» Passage given:
Paying tribute to Washingtonians
Among the contemporary additions to the Capitol Campus are several memorials that pay tribute to the citizens of Washington.
“Each memorial has its own unique garden and landscape design,” said Chapman. “These include the World War II Memorial, the Vietnam Veterans’ Memorial east of the Insurance Building, the Korean War Memorial on a plaza east of the main campus and a Law Enforcement Officer Memorial north of the Temple of Justice. Each offers a beautiful setting for quiet reflection.”
Evolving Capitol Campus vision
Year-round, Chapman and his team are focused on all corners of the landscape.
“Our current work includes adding more trees and plants on West Campus to further fulfill the original Olmsted vision,” explains Chapman. “But we’re continuously adding more trees to serve as the next generation and to replace those lost to storm damage or old age. We’re also adding more plantings for pollinators. Throughout the year, we continue to select plantings that will thrive in the local climate, especially those that require fewer or no pesticides. Lastly, we’re always looking at ways to increase seasonal color, especially during the wintertime.”
Managing a historic garden
The management of the Capitol Campus landscape is governed by the U.S. Department of the Interior Historic Landscape guidelines, which designates 55 acres (about twice the area of Chicago’s Millennium Park) of the West Campus as a National Historic District. When plants and landscape hardscape materials are either replaced or added within the historic district, careful consideration is given to ensure the original landscape intent is honored.
“During a horticultural tour, you’ll hear more about the Olmsted legacy, plus background about the memorials,” said Chapman. “We’ll share details about how the landscape is cared for, and the intricacies of managing a historic landscape. Plus, you’ll learn up-close about how people, plants and spaces are all interconnected in landscape design.”

» Extracted records:
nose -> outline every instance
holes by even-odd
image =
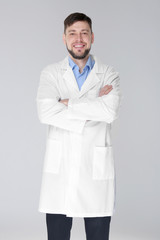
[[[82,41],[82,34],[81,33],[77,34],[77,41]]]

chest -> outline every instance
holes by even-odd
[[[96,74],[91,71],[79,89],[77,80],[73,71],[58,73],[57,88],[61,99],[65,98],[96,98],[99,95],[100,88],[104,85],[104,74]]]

...

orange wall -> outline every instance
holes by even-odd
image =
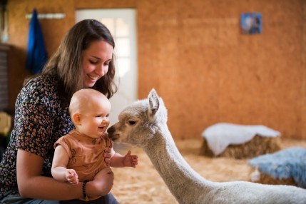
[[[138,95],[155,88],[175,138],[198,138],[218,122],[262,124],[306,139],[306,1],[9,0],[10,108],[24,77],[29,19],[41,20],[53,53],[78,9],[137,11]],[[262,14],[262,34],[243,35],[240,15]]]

==

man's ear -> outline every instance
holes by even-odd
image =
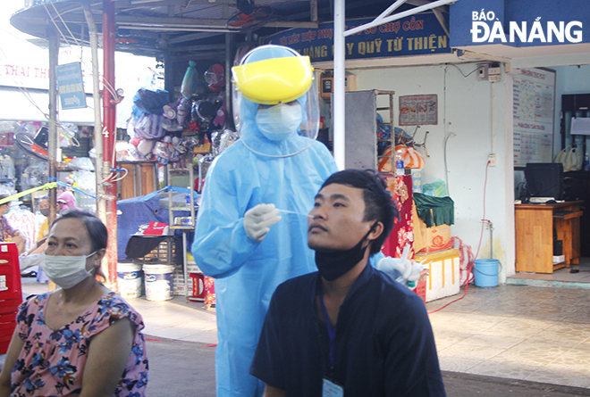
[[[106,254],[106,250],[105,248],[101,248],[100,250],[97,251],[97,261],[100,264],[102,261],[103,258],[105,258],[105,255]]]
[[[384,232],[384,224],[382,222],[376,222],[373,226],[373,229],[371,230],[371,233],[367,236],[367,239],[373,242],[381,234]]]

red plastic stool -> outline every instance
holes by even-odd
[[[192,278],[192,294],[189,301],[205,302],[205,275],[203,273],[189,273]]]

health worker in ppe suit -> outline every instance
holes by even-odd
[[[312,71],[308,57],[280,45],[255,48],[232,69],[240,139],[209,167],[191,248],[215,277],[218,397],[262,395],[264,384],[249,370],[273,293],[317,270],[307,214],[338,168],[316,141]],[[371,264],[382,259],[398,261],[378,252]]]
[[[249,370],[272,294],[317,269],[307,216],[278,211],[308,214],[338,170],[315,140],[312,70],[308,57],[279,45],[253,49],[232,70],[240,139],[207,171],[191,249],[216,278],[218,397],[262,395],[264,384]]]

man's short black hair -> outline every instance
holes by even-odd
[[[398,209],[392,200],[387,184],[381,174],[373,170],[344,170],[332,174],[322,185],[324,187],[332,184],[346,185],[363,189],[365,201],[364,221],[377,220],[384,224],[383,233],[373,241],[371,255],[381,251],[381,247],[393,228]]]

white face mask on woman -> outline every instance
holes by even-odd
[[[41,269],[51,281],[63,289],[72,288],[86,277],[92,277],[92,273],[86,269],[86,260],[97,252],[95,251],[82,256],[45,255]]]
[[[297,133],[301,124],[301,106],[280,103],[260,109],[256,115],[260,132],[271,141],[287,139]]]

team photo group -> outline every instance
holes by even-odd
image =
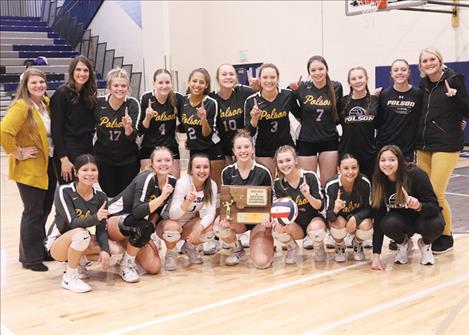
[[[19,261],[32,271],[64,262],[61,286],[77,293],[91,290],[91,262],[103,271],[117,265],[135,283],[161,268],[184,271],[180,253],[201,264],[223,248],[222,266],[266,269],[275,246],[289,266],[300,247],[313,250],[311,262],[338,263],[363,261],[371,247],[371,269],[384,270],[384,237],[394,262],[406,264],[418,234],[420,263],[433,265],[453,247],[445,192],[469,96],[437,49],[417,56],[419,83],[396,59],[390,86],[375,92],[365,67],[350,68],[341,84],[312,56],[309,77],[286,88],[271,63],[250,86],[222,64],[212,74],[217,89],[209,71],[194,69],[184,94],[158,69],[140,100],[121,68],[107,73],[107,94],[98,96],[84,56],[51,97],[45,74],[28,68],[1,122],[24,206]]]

» Goal: Reproduce the entire passage on the Capitol Campus landscape word for word. The rows play no part in what comes next.

» Answer:
Paying tribute to Washingtonians
Among the contemporary additions to the Capitol Campus are several memorials that pay tribute to the citizens of Washington.
“Each memorial has its own unique garden and landscape design,” said Chapman. “These include the World War II Memorial, the Vietnam Veterans’ Memorial east of the Insurance Building, the Korean War Memorial on a plaza east of the main campus and a Law Enforcement Officer Memorial north of the Temple of Justice. Each offers a beautiful setting for quiet reflection.”
Evolving Capitol Campus vision
Year-round, Chapman and his team are focused on all corners of the landscape.
“Our current work includes adding more trees and plants on West Campus to further fulfill the original Olmsted vision,” explains Chapman. “But we’re continuously adding more trees to serve as the next generation and to replace those lost to storm damage or old age. We’re also adding more plantings for pollinators. Throughout the year, we continue to select plantings that will thrive in the local climate, especially those that require fewer or no pesticides. Lastly, we’re always looking at ways to increase seasonal color, especially during the wintertime.”
Managing a historic garden
The management of the Capitol Campus landscape is governed by the U.S. Department of the Interior Historic Landscape guidelines, which designates 55 acres (about twice the area of Chicago’s Millennium Park) of the West Campus as a National Historic District. When plants and landscape hardscape materials are either replaced or added within the historic district, careful consideration is given to ensure the original landscape intent is honored.
“During a horticultural tour, you’ll hear more about the Olmsted legacy, plus background about the memorials,” said Chapman. “We’ll share details about how the landscape is cared for, and the intricacies of managing a historic landscape. Plus, you’ll learn up-close about how people, plants and spaces are all interconnected in landscape design.”